#### Raw records
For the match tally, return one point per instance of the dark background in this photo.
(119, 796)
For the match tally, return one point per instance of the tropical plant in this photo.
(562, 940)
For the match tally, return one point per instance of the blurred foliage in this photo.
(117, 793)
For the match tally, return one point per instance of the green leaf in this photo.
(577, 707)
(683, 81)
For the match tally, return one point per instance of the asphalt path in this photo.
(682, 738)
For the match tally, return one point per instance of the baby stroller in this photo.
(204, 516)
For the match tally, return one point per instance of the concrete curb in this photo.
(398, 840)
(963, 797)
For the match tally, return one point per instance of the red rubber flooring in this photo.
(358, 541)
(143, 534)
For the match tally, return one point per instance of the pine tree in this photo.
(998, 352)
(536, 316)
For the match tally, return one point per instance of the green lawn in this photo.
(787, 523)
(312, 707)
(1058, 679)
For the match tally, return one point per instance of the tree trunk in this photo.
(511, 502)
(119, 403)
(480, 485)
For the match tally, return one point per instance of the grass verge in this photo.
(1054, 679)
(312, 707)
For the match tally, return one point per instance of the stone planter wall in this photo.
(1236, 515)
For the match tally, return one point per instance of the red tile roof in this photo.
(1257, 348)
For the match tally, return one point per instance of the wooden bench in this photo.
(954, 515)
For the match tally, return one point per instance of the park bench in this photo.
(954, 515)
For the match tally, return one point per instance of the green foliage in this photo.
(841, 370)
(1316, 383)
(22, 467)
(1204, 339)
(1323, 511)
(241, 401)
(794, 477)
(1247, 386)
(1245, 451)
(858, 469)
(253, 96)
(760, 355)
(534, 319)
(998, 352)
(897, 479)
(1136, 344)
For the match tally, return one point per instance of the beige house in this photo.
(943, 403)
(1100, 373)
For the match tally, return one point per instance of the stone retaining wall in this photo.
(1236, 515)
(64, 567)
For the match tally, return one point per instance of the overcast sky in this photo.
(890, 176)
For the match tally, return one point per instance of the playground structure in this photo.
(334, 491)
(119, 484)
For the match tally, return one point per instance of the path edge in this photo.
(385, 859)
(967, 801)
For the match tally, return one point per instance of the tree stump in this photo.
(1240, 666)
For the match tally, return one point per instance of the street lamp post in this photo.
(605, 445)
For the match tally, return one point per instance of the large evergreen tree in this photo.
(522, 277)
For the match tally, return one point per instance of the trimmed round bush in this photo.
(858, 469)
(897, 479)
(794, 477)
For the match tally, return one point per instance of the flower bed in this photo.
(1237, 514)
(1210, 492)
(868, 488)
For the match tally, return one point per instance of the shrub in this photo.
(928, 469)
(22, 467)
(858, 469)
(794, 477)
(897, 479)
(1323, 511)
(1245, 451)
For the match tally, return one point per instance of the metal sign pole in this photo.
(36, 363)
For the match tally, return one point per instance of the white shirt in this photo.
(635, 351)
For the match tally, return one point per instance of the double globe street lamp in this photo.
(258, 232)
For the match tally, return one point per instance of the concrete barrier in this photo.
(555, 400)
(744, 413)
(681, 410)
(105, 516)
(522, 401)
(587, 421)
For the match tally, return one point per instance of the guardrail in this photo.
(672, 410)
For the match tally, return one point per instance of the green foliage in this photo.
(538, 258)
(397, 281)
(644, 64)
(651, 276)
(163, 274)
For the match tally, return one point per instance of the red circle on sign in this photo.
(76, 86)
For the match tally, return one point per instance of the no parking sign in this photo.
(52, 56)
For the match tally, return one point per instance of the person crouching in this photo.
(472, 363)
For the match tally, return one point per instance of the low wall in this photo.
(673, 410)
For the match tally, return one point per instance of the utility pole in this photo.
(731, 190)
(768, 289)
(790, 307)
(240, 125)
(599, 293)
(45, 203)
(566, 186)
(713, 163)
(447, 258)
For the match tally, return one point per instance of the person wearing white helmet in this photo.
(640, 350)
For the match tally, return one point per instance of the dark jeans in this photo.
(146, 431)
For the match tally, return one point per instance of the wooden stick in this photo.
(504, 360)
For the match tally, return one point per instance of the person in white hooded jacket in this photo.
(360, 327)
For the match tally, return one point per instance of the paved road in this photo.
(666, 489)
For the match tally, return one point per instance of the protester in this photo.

#### What you will do
Write out every one of the records above verbatim, with no changes.

#### Reply to the task
For the match tally, return one point per instance of the dark background in this photo.
(119, 796)
For the match tally, return one point per instance of the tropical plant in this photo.
(562, 940)
For the match tally, return one point per instance of the blurred foliage in this photo.
(117, 793)
For the match tally, return one point per instance of the green leaf in this photo.
(577, 707)
(683, 81)
For the match tally, return one point per instance of the asphalt path in this photo.
(682, 738)
For the match tally, return one point per instance of the baby stroller in this photo.
(204, 516)
For the match tally, return one point per instance of the concrete curb in this photo.
(398, 840)
(963, 797)
For the match tally, return one point per instance of the red rubber flooring in this photo.
(358, 541)
(143, 534)
For the match tally, return one point per instance of the pine tree in this photo.
(998, 352)
(536, 316)
For the match tally, return one point per instance of the green lawn in this photo.
(787, 523)
(312, 707)
(1058, 679)
For the match tally, return one point per instance of the tree trunk in this photo.
(511, 502)
(119, 403)
(480, 485)
For the match tally, return one point per instance of the grass verge in this photo.
(1054, 679)
(312, 707)
For the match tally, return one point per instance of the stone planter wall in this photo.
(1236, 515)
For the match tally, return one point per instance of the red tile roof in this photo.
(1257, 348)
For the match tally, return one point per instance of the wooden bench in this photo.
(954, 515)
For the match tally, return one point per instance of the park bench in this photo.
(954, 515)
For the match tally, return one point per instance of the green foliage in this photo.
(841, 370)
(1316, 383)
(22, 467)
(1204, 339)
(1323, 511)
(241, 401)
(794, 477)
(1247, 386)
(1245, 451)
(858, 469)
(253, 96)
(760, 355)
(534, 319)
(998, 352)
(897, 479)
(1136, 344)
For the match tally, return one point per instance of the beige house in this photo.
(943, 403)
(1100, 373)
For the match tally, return one point per instance of the stone retaining wall in this photo.
(1236, 515)
(64, 567)
For the match tally, return one point per instance of the overcast sky in this photo.
(890, 176)
For the match tally, return one point per instance of the playground structure in this photo.
(334, 491)
(119, 484)
For the match tally, return one point per instance of the path edge in this photo.
(385, 859)
(967, 801)
For the match tally, return one point per instance of the tree stump in this photo.
(1240, 666)
For the match tally, return one point per instance of the street lamp post in this photo.
(605, 445)
For the match tally, return one point per instance of the large evergreen tree in this photo.
(522, 277)
For the match tally, return one point per instance of the trimmed round bush in this photo.
(858, 469)
(897, 479)
(794, 477)
For the match tally, return one point per instance of the flower bed in this photo.
(1237, 514)
(1210, 492)
(868, 488)
For the match tally, return one point per instance of the shrub in this photo.
(928, 469)
(22, 467)
(858, 469)
(794, 477)
(897, 479)
(1323, 511)
(1245, 451)
For the match tally, return one point per instance of the metal sign pole in this photo.
(36, 363)
For the match tally, return one point per instance of the white shirt in this photo.
(635, 351)
For the match tally, return one point per instance of the double globe street lamp in this photo.
(258, 232)
For the match tally, return one point per instance of the concrete barrier in this photo.
(555, 400)
(744, 413)
(681, 410)
(105, 516)
(522, 401)
(587, 421)
For the match tally, return one point per instance of the guardrail in this photo.
(672, 410)
For the match tally, return one point per instance of the green foliage in this photo.
(538, 258)
(397, 281)
(644, 64)
(651, 276)
(163, 274)
For the match tally, return one point per instance of the red circle on sign in this photo.
(76, 86)
For the match tally, return one point per instance of the no parking sign in this photo.
(52, 56)
For the match tally, return one point per instance of the person crouching in this photo.
(472, 363)
For the match tally, return one point per instance of the low wall in this photo.
(673, 410)
For the match tally, return one point per instance of the utility pole in this photo.
(731, 190)
(768, 289)
(790, 307)
(240, 125)
(599, 293)
(45, 203)
(566, 186)
(713, 163)
(447, 258)
For the match tally, return one point per instance of the person wearing white helmet in this photo.
(640, 350)
For the match tally, return one point per instance of the dark jeans in this photo.
(146, 431)
For the match tally, return one point per instance of the wooden stick in this photo.
(504, 360)
For the match tally, return one point per instance of the person in white hooded jacket in this photo.
(360, 327)
For the match tally, return one point per instance of the paved road in this photo.
(666, 489)
For the match tally, return one point per instance of the protester in this photo.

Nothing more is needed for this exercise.